┌─ ENTRIES SUPPLIED

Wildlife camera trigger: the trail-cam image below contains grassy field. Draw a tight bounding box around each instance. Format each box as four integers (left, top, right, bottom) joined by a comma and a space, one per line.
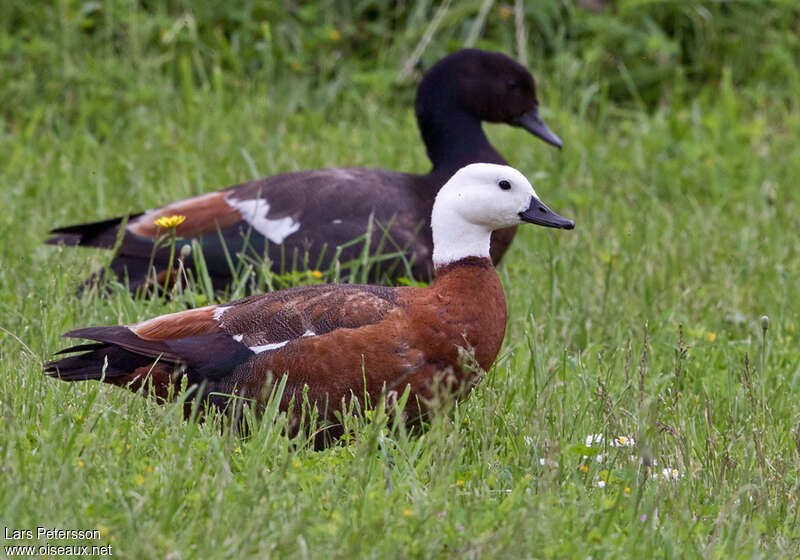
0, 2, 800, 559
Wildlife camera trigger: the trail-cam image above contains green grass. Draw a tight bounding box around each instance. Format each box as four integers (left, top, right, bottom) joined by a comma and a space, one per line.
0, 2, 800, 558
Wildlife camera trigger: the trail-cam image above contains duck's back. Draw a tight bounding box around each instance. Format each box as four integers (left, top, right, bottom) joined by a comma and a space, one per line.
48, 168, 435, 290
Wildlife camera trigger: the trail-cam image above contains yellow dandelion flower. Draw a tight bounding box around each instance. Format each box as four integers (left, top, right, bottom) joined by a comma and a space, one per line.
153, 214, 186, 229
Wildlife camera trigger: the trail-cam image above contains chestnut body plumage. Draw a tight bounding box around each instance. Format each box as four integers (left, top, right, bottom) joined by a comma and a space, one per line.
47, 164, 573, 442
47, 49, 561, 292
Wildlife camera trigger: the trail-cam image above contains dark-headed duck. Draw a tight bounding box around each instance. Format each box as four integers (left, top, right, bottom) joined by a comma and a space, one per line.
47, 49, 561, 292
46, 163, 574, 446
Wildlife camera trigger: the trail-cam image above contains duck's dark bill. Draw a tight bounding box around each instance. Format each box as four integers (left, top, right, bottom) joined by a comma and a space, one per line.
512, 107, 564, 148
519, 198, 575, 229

└─

THE TASK: Rewrite every line of the records with "trail-cam image" swapped for "camera-trap photo" wherever it occurs, keeping all else the same. Leave out the pictures.

FINISHED EXERCISE:
Wildlife camera trigger: the camera-trap photo below contains grassy field. Draw a tight bounding box around each instance. Format each box as four integers (left, top, right, bottom) joined by a comma and a space, one per line.
0, 2, 800, 559
Wildlife camera trigger: the camera-trap photo above contains green grass. Draw a tight bounding box around each instance. Format each box as four integers (left, top, right, bottom) joined by a comma and a space, one per line.
0, 2, 800, 558
Wildlife camera trigger: the camera-trap photo above contains duck's back. Draw a tight bounding box around each instance. Format each box as four integers (left, top, right, bottom) joined by a comma and a space, one per line.
48, 168, 435, 290
Wildlife camera trigger: the camera-trap photo above contains yellow dandelion flower. Draw a tight bounding box around each instance. Format each box as four integers (left, top, right, bottom) joined by a comma and a space, one per line.
153, 214, 186, 229
Wildlife camera trigger: the camera-trap photo above contains chestnut body plumage. Draw a tight bounding box around each instance. Format each box as four integers (left, top, right, bottom) joined by a comma and a space, one per line.
47, 164, 573, 442
47, 49, 561, 292
Wildlife camera trigger: the camera-trap photo above contains dark-headed duck. Draw a tight bounding box around each instance. Format each box as four integers (left, top, right, bottom) joined by a comma and a space, one per line.
47, 49, 561, 292
46, 163, 574, 446
Wildlife camera trigger: the camera-trap photo above contains duck's dark bill. Draw a tight bounding box around each instance. Format each box as four integers (left, top, right, bottom) joined by a comma and a space, one per line.
512, 107, 564, 148
519, 198, 575, 229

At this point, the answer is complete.